**RECORDS FOR THE TASK:**

- - -

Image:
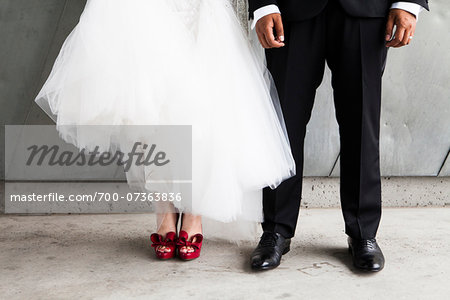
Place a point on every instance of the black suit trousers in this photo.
(355, 51)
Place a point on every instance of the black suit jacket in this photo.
(296, 10)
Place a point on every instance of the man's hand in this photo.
(405, 23)
(265, 30)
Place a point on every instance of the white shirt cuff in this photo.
(413, 8)
(264, 11)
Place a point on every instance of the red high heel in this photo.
(184, 241)
(169, 242)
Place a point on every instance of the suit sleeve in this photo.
(255, 4)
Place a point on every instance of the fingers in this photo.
(398, 38)
(389, 28)
(405, 23)
(279, 29)
(265, 30)
(262, 40)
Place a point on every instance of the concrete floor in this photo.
(108, 257)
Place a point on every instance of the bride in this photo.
(175, 62)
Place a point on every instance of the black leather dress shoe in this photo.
(366, 254)
(267, 254)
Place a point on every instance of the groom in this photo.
(352, 37)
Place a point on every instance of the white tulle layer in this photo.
(175, 62)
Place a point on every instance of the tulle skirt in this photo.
(175, 62)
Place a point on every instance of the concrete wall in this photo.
(416, 106)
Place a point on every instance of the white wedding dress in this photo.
(176, 62)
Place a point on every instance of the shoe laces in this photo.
(268, 240)
(371, 244)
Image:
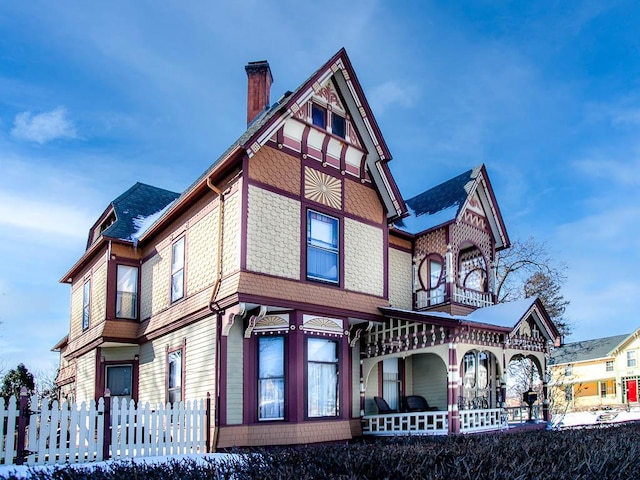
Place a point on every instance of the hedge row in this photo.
(598, 453)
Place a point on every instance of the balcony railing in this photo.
(464, 296)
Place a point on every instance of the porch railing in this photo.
(471, 297)
(482, 420)
(413, 423)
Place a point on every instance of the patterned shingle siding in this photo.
(400, 275)
(202, 258)
(231, 233)
(273, 234)
(362, 201)
(275, 168)
(363, 258)
(86, 377)
(199, 358)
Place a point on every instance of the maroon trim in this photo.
(385, 262)
(112, 285)
(182, 347)
(245, 215)
(304, 148)
(222, 394)
(323, 309)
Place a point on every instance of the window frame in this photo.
(136, 293)
(178, 271)
(169, 389)
(282, 402)
(632, 360)
(86, 304)
(308, 384)
(333, 250)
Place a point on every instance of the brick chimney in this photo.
(260, 80)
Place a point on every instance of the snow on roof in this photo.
(502, 314)
(143, 223)
(416, 223)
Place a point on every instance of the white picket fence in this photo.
(94, 431)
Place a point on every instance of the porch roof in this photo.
(446, 319)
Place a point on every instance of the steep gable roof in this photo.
(586, 350)
(446, 202)
(133, 206)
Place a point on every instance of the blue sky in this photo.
(95, 96)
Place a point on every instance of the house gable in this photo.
(359, 152)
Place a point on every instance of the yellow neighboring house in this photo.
(596, 373)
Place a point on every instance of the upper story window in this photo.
(472, 272)
(322, 377)
(338, 125)
(321, 118)
(86, 304)
(318, 116)
(127, 292)
(323, 250)
(177, 270)
(631, 358)
(174, 376)
(271, 378)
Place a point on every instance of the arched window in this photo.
(432, 278)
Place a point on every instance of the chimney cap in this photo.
(258, 67)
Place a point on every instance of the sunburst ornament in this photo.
(322, 188)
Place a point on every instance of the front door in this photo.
(632, 391)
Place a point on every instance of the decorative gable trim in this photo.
(339, 73)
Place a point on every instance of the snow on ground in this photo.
(22, 471)
(599, 417)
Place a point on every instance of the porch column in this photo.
(545, 402)
(453, 390)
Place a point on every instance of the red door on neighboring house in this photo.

- - -

**TASK INSTRUCTIONS:** Set down only these lines, exactly: the line containing "Place a point on every instance of the snow on ground" and each line after it, through the end of the listing.

**RESPONSE TO THIS EXERCISE:**
Place a point on every instance of the snow on ground in this photo.
(22, 471)
(599, 417)
Place a point on every instance of the porch column in this photo.
(545, 402)
(453, 390)
Place a point on every instance of the red door on neighboring house in this photo.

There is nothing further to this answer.